[Tasks for this exercise]
a. In the article on the Fort Hood shooting, how many days before the attack did Hasan email his supervisors about the cases he found disturbing?
b. According to the article on the Fort Hood shooting, why did the victims and survivors sue federal and Pentagon officials?
c. List each of the cases Hasan described in his emails to his supervisors, as the article on the Fort Hood shooting reports them.

[Exercise passage]
=-=-=

Army Missed Many Opportunities to Stop Hasan

Army Missed Many Opportunities to Stop Hasan

The victims and survivors of the November 2009 Fort Hood massacre filed a lawsuit against federal and Pentagon officials because they believe the shooting was preventable. The New York Times received two emails sent by the accused shooter, Maj. Nidal Hasan, sent prior to his attack and provides additional evidence suggesting the Army missed many opportunities to investigate him before the rampage.

Hasan, a military psychiatrist, emailed his supervisors 13 days before the attack about three cases he found disturbing. Hasan requested the release of the emails to the Times through his lawyer, John P. Galligan. The Times reports:

In one case, a soldier reported to him that American troops had poured 50 gallons of fuel into the Iraqi water supply as revenge; the second case involved another soldier who told him about a mercy killing of a severely injured insurgent by medics; and in the third, a soldier spoke of killing an Iraqi woman because he was following orders to shoot anything that approached a specific site.

Hasan’s superiors never followed up on those communications. Hasan said he opened fire on soldiers on November 9, 2009, to protect Muslims and members of the Taliban from American troops. The NYT provided more examples when the Army could have stopped Hasan:

In 2007, when Major Hasan was a resident in the psychiatric program at Walter Reed Army Medical Center in Washington, the academic presentation he made that was required for graduation – known as his grand rounds presentation – stated that a risk of having Muslim Americans in the military was the possibility that they would murder their fellow troops.

He had also asked a supervisor at Walter Reed whether he qualified for conscientious objector status, told classmates during a fellowship that his religion took precedence over the Constitution and in an academic paper defended Osama bin Laden.

=-=-=

[Data provided]
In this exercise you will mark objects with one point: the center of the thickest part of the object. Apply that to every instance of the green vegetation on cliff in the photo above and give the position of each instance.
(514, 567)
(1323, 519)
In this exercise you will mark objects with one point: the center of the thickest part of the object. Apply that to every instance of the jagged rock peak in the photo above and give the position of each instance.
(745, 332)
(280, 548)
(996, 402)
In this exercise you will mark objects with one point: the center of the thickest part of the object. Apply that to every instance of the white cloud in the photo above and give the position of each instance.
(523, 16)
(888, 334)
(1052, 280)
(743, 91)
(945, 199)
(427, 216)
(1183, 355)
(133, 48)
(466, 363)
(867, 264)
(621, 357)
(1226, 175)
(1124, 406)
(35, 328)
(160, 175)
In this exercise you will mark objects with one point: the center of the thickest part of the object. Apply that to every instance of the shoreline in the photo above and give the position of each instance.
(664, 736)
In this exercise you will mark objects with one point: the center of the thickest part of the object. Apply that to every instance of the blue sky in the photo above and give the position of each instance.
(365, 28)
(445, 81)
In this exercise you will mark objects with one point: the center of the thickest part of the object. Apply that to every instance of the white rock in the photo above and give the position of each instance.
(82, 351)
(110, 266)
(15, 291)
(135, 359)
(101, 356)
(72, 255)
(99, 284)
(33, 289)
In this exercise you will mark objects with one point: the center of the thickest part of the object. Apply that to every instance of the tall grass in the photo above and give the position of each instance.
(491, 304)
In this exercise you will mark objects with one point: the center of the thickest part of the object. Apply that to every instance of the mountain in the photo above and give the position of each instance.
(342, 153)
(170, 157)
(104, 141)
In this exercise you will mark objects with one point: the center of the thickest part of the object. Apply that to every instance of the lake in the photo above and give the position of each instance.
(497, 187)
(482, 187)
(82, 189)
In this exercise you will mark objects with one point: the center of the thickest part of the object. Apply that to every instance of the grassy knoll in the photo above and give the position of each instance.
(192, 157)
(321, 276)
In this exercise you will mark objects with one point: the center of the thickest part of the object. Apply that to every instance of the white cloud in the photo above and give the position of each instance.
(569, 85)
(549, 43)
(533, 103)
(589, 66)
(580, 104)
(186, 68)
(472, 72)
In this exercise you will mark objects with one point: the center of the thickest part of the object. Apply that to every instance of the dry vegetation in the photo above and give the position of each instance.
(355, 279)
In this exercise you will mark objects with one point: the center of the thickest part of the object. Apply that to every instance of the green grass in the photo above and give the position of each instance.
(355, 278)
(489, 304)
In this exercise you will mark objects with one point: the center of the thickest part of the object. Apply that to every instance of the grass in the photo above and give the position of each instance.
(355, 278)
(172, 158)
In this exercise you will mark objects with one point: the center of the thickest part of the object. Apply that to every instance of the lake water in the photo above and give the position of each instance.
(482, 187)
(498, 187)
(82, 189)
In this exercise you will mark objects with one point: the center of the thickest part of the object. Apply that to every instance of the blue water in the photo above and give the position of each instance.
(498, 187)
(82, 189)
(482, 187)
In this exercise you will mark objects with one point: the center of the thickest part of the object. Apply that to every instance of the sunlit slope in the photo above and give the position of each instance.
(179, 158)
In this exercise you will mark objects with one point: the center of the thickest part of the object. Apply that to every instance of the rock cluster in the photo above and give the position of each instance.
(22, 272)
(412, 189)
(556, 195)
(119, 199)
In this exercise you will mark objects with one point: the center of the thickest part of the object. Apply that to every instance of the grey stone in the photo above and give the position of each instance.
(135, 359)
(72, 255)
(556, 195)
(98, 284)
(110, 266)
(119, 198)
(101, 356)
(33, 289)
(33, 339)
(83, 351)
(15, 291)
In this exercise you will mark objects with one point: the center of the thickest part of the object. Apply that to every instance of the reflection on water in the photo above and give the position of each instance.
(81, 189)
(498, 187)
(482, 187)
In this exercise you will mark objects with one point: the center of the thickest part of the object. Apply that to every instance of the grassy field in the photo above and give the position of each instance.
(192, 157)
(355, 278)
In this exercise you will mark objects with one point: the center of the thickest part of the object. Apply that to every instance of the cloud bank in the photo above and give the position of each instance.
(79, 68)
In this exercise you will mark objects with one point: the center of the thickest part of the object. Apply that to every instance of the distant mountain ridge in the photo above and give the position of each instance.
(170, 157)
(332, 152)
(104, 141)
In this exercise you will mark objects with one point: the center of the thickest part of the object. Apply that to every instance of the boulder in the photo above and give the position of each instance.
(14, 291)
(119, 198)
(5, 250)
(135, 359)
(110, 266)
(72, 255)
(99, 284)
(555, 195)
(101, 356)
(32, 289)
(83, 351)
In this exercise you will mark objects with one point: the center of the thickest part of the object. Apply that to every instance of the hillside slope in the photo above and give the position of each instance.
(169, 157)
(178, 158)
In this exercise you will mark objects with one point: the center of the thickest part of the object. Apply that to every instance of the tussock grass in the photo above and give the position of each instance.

=-=-=

[Answers to this exercise]
a. 13 days

b. They filed the lawsuit because they believe the shooting was preventable.

c.
- A soldier reported that American troops had poured 50 gallons of fuel into the Iraqi water supply as revenge.
- Another soldier told him about a mercy killing of a severely injured insurgent by medics.
- A soldier spoke of killing an Iraqi woman because he was following orders to shoot anything that approached a specific site.